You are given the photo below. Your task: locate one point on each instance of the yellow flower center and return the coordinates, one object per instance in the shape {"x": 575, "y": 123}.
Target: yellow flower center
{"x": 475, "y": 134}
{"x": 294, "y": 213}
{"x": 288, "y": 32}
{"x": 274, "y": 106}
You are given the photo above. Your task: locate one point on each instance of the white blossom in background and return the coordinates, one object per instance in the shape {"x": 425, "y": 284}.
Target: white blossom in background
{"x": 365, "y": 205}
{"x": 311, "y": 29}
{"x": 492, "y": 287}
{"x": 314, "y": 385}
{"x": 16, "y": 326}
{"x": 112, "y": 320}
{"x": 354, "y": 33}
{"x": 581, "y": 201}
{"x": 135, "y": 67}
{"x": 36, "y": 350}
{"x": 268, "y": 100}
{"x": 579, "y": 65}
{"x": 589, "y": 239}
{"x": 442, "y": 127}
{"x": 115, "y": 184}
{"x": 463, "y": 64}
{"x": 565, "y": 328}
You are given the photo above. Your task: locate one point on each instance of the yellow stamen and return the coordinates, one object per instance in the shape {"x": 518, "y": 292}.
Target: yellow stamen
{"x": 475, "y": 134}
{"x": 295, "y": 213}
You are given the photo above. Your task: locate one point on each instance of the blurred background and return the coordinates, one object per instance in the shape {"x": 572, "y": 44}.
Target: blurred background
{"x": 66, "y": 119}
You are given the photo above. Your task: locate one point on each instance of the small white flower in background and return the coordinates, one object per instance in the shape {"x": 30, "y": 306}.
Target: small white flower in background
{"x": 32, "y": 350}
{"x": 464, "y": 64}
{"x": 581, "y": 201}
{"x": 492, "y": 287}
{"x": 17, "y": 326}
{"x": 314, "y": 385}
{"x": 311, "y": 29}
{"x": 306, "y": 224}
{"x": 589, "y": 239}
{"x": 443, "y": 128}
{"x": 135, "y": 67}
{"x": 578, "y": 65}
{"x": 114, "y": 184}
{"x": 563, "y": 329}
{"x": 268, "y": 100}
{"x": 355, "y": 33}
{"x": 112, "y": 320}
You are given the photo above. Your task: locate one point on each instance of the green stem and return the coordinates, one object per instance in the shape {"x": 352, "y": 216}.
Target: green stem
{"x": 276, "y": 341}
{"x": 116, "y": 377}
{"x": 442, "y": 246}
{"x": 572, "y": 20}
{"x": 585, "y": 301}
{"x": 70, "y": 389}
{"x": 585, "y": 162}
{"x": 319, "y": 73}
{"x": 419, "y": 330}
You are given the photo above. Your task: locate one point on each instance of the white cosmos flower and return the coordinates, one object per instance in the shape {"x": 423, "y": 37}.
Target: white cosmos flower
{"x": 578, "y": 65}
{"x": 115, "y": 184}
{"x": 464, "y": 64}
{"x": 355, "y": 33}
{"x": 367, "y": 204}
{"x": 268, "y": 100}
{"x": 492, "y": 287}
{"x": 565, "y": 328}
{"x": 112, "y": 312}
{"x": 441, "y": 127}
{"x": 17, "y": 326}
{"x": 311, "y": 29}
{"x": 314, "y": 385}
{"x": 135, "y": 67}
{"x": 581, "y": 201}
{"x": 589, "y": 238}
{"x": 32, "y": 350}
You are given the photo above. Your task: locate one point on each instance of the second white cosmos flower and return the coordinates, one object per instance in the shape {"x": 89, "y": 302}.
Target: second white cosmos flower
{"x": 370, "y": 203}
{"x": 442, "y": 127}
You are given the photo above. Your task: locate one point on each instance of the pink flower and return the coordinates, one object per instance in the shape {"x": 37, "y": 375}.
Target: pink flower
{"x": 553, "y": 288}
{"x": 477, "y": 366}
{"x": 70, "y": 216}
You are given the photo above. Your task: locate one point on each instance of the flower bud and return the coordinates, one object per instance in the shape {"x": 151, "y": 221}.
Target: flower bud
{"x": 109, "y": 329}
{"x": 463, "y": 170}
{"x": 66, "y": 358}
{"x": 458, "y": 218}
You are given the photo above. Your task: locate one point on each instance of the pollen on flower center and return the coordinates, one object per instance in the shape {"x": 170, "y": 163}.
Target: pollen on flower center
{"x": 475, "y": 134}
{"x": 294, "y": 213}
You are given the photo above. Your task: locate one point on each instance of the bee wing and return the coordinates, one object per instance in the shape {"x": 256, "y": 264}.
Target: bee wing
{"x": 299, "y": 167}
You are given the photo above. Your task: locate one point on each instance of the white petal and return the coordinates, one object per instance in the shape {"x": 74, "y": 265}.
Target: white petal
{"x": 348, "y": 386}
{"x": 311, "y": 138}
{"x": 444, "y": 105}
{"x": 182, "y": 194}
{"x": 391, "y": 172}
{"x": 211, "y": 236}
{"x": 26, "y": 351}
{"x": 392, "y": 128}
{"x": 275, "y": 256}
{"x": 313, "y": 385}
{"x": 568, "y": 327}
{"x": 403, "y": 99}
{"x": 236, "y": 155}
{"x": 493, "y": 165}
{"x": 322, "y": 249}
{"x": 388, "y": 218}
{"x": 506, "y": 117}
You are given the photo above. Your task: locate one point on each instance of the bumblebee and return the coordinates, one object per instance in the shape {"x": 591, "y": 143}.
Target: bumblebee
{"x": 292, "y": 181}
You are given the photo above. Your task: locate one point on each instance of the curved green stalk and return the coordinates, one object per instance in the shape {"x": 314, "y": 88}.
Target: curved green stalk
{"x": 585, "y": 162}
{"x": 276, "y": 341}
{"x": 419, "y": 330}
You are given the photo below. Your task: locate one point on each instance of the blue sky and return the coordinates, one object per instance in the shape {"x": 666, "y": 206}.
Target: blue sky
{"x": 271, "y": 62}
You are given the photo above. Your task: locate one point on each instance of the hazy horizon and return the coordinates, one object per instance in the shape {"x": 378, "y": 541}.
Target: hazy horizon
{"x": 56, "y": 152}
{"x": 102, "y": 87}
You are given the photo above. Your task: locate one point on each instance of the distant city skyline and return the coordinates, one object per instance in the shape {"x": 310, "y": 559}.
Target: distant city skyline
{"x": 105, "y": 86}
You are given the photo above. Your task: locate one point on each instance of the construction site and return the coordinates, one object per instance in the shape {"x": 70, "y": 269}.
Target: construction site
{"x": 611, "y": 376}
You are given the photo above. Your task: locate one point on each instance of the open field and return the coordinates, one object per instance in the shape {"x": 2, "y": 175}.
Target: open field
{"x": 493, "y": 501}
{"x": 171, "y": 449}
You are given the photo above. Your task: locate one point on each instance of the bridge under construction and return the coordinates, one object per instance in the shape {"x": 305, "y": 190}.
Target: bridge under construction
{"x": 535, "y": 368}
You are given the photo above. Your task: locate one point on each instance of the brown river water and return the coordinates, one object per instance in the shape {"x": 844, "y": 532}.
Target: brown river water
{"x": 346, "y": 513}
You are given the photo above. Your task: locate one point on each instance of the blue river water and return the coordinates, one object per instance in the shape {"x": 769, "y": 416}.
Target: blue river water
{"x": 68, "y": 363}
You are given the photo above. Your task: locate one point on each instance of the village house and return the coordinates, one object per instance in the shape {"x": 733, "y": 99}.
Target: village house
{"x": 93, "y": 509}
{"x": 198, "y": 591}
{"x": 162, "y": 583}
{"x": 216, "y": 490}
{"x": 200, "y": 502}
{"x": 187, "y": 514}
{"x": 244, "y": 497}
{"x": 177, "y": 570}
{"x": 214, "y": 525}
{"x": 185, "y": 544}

Try it
Output exactly the lines of the material above from the one containing "of the bridge" up to and including the one containing "of the village".

Expected output
You are given the photo above. Your task: locate one point on each instance of the bridge under construction and return the coordinates, one object per instance in the shape {"x": 305, "y": 190}.
Target: bridge under construction
{"x": 535, "y": 368}
You are given the photo above. Your task: locate one point on each instance of the brown river water and return the coordinates, one object per instance in the shape {"x": 844, "y": 532}.
Target: brown river water
{"x": 346, "y": 513}
You are given the photo above. Your task: locate one point on each instance of the blue river water and return the coordinates, one object per instance in the shape {"x": 769, "y": 416}.
Target: blue river water
{"x": 68, "y": 363}
You are given the photo above. Your task: locate one point on each instance of the village house and return the coordinates, one object per instance in the shape {"x": 733, "y": 99}.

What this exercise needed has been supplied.